Given passage:

----------------

I appreciate so much your information.
Lost of memory from Alzheimer scare me to death!
I’ll try to do some investing research of BIIB as Saul have taught us.

Best

Maria

The takeaway was that BIIB’s drug (aducanumab) is one of a class of drugs that break up and clear amyloid plaques which build up in Alzheimer’s patients.

I know very little about BIIB, but have some familiarity with Alzheimer’s due to family history. So, my ears are always open to news on research in this area.

Recently there have been some articles on new research pointing to the idea that amyloid plaque build-up is not the cause of loss of cognition or Alzheimer’s. So this could change an investment thesis for BIIB if a large part of their focus is on breaking up amyloid plaques.

New research has found that plaques are not the main cause of Alzheimer’s disease, but rather the protein tau, also known as “tangles.”

----------------

Stored data:
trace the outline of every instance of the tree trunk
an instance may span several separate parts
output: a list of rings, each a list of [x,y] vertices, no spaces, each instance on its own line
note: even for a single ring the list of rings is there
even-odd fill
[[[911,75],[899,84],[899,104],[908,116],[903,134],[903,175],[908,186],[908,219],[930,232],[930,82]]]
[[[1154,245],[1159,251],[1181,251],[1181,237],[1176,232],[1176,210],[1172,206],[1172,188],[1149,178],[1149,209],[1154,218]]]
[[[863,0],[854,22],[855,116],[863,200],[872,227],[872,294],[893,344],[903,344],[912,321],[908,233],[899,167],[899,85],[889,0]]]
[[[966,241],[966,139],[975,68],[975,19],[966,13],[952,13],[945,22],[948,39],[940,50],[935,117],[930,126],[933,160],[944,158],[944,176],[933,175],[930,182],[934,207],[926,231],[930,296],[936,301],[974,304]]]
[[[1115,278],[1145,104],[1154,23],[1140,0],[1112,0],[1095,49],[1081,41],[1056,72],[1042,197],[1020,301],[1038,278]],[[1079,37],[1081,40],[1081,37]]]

----------------

Your tasks:
[a] In the discussion of BIIB and Alzheimer's above, what does new research identify as the main cause of Alzheimer's disease instead of plaques?
[b] Write what comes next in the discussion of BIIB and Alzheimer's, picking up after its final sentence.

Answers to the exercise:
[a] The protein tau, also known as "tangles."

[b]
“For a very long time, we believed, for almost 100 years, that [amyloid-beta] plaques are the main culprit in Alzheimer’s disease,” the study’s senior investigator, Charbel E-H Moussa, MB, assistant professor of neuroscience at Georgetown University Medical Center, told FoxNews.com. “This study shows it’s another protein – a very, very important one, called tau, is basically the main guilty one.”

Researchers found that tau modulates how much amyloid protein stays inside a cell, and how much is secreted outside the cell to form plaque. This build-up is what leads to neuron death. The plaque that forms outside a cell are not toxic, as previously believed, they found.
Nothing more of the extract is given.